[Information shown Boundary: Start]

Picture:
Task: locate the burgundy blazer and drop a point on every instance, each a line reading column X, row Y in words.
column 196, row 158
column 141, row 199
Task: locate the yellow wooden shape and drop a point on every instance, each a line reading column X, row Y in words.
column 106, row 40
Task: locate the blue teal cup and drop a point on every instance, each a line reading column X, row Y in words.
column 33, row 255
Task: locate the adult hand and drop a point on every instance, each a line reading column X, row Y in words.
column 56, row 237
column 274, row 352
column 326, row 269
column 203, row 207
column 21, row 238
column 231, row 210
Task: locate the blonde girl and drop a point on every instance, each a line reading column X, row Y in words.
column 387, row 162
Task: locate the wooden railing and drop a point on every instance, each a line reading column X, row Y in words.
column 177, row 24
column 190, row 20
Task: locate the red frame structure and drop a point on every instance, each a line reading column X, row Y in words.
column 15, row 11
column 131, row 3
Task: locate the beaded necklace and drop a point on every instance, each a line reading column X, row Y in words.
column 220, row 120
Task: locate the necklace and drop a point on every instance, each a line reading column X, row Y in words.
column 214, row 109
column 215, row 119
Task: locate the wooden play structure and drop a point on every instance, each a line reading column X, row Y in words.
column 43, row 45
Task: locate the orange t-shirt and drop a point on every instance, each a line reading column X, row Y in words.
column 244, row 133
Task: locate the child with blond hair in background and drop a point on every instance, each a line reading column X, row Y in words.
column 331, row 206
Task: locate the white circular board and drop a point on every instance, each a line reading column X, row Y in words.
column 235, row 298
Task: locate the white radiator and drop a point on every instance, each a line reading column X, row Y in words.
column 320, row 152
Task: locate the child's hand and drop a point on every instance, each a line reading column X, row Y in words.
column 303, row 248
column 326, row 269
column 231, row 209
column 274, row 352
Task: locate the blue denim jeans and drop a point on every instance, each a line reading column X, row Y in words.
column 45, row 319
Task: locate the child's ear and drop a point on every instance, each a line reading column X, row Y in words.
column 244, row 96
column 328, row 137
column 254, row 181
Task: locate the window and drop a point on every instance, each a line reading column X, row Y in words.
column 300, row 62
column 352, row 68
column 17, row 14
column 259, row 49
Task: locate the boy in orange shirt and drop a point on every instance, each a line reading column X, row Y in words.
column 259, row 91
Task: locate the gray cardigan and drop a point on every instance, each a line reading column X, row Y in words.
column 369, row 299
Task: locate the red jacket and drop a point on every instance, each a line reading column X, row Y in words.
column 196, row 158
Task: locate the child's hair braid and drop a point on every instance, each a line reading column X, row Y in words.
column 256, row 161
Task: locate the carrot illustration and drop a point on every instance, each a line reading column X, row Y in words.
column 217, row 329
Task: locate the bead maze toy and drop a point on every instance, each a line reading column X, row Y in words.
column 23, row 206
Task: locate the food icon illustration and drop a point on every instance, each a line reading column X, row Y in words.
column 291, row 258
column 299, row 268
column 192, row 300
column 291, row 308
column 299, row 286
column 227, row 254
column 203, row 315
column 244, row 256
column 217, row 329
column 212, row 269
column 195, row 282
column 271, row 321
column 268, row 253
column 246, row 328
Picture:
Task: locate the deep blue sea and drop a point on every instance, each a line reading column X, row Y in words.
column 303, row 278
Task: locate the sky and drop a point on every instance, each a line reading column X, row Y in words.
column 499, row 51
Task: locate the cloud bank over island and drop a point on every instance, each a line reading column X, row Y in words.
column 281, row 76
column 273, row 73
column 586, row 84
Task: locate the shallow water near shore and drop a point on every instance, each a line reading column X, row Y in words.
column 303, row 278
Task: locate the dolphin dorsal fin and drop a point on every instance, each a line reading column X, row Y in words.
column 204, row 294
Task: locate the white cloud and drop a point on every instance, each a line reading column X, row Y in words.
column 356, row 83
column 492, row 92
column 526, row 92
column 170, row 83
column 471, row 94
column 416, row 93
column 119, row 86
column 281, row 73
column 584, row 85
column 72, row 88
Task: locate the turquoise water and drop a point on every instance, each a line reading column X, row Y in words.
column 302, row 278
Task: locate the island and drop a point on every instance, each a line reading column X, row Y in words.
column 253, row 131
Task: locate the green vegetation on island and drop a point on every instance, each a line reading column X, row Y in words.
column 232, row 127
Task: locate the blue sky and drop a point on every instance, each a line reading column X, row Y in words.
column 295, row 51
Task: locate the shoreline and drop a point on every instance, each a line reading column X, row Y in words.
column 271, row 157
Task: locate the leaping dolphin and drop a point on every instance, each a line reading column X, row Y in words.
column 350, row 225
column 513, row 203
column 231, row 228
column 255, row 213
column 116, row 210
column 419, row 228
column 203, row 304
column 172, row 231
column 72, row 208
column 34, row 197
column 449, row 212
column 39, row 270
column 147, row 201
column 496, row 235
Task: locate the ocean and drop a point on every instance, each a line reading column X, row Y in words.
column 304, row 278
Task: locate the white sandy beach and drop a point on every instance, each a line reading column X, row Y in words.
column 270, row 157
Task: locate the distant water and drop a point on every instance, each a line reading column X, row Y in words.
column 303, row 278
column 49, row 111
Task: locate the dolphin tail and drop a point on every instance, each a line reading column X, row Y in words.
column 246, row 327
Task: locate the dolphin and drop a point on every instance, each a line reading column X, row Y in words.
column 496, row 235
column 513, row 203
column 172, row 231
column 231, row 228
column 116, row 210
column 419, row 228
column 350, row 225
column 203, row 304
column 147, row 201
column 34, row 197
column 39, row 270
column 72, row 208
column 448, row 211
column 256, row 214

[Information shown Boundary: End]

**What to produce:**
From the first line down to the last, give the records again exactly.

**Exercise solution:**
Picture:
Task: locate the burgundy blazer and drop a point on every instance, each a line reading column X, row Y in words.
column 196, row 158
column 141, row 199
Task: locate the yellow wooden shape and drop a point on every instance, each a line reading column X, row Y in words.
column 106, row 40
Task: locate the blue teal cup and drop a point on every instance, each a line reading column X, row Y in words.
column 33, row 255
Task: locate the adult hand and drop a point on every instance, each a line reading column X, row Y in words.
column 56, row 237
column 274, row 352
column 326, row 269
column 203, row 207
column 21, row 238
column 231, row 210
Task: locate the blonde girl and drop a point on every instance, each a line reading column X, row Y in words.
column 387, row 162
Task: locate the wooden railing and drop a point on every instance, each a line reading column X, row Y in words.
column 177, row 24
column 190, row 20
Task: locate the red frame structure and drop a point on every instance, each a line reading column X, row Y in words.
column 15, row 11
column 131, row 3
Task: locate the beaded necklace and drop a point on every instance, each a line reading column X, row Y in words.
column 220, row 120
Task: locate the necklace and drop a point on every instance, each a line reading column X, row Y in words.
column 214, row 109
column 215, row 119
Task: locate the wooden play structure and drop a point on every instance, each a line reading column X, row Y in words.
column 43, row 45
Task: locate the orange t-shirt and drop a point on every instance, each a line reading column X, row Y in words.
column 244, row 133
Task: locate the child with blond hair in background and drop a point on every instance, each a line reading column X, row Y in words.
column 331, row 206
Task: locate the white circular board and drop a point on every instance, each a line reading column X, row Y in words.
column 235, row 298
Task: locate the white radiator and drop a point on every instance, each a line reading column X, row Y in words.
column 320, row 152
Task: locate the child's hand and drop a point on every instance, each a line reading column X, row Y in words.
column 303, row 248
column 326, row 269
column 231, row 209
column 274, row 352
Task: locate the blue denim jeans and drop a point on every instance, each a line reading column X, row Y in words.
column 45, row 319
Task: locate the child's ear and drop a point on every instance, each a line reading column X, row Y in words.
column 244, row 96
column 328, row 137
column 254, row 181
Task: locate the window and drop a point on every instance, each a line reading column X, row Y in words.
column 300, row 62
column 352, row 68
column 17, row 14
column 259, row 49
Task: locate the boy in orange shirt and drop a point on every instance, each a line reading column X, row Y in words.
column 259, row 91
Task: locate the gray cardigan and drop a point on every instance, each a line reading column X, row Y in words.
column 369, row 299
Task: locate the red jacket and drop a point on every instance, each a line reading column X, row Y in words.
column 196, row 158
Task: locate the child's hair braid and drop a point on every instance, each a line reading column X, row Y in words.
column 256, row 161
Task: locate the carrot illustration and drop a point on every instance, each a line reading column X, row Y in words.
column 217, row 329
Task: locate the bead maze toy and drop a point on every instance, each a line reading column X, row Y in words.
column 23, row 206
Task: locate the food icon illustration and drop a point on every instance, each a line reading column X, row Y in words.
column 291, row 258
column 299, row 268
column 192, row 300
column 291, row 308
column 299, row 286
column 227, row 254
column 203, row 315
column 244, row 256
column 217, row 329
column 212, row 269
column 195, row 282
column 271, row 321
column 268, row 253
column 246, row 328
Picture:
Task: locate the deep blue sea and drop a point on every instance, each a line reading column X, row Y in words.
column 303, row 278
Task: locate the sky and drop a point on every instance, each a line reading column X, row Y in words.
column 499, row 51
Task: locate the cloud bank over island and drop a point on every instance, each a line reading column X, row Y in words.
column 281, row 76
column 273, row 73
column 586, row 84
Task: locate the shallow water near shore and drop a point on every instance, each a line reading column X, row Y in words.
column 303, row 278
Task: locate the dolphin dorsal fin and drop a point on every instance, each a line reading column X, row Y in words.
column 204, row 294
Task: locate the white cloud and drop a point on every instance, each a line reading column X, row Y in words.
column 356, row 83
column 492, row 92
column 526, row 92
column 170, row 83
column 471, row 94
column 416, row 93
column 119, row 86
column 281, row 73
column 584, row 85
column 72, row 88
Task: locate the turquoise water and drop a point on every instance, each a line reading column X, row Y in words.
column 302, row 278
Task: locate the island and drop a point on every instance, each a line reading column X, row Y in words.
column 253, row 131
Task: locate the green vegetation on island and drop a point on every instance, each a line reading column X, row Y in words.
column 232, row 127
Task: locate the blue sky and drop a point on every instance, each a line reading column X, row Y in words.
column 295, row 51
Task: locate the shoreline and drop a point on every instance, each a line reading column X, row Y in words.
column 271, row 157
Task: locate the leaping dolphin and drop a point on every instance, each a line reading column X, row Y in words.
column 350, row 225
column 513, row 203
column 231, row 228
column 255, row 213
column 116, row 210
column 419, row 228
column 203, row 304
column 172, row 231
column 72, row 208
column 34, row 197
column 449, row 212
column 39, row 270
column 147, row 201
column 496, row 235
Task: locate the ocean and drop a point on every instance, each a line reading column X, row Y in words.
column 304, row 278
Task: locate the white sandy beach and drop a point on every instance, each a line reading column X, row Y in words.
column 270, row 157
Task: locate the distant water and drop a point on every instance, each a line reading column X, row Y in words.
column 303, row 278
column 49, row 111
Task: locate the dolphin tail and drop a point on every instance, each a line reading column X, row Y in words.
column 246, row 327
Task: locate the dolphin and drop a point on every instance, each a line reading column X, row Y in words.
column 496, row 235
column 513, row 203
column 172, row 231
column 231, row 228
column 116, row 210
column 419, row 228
column 350, row 225
column 203, row 304
column 147, row 201
column 34, row 197
column 39, row 270
column 72, row 208
column 448, row 211
column 256, row 214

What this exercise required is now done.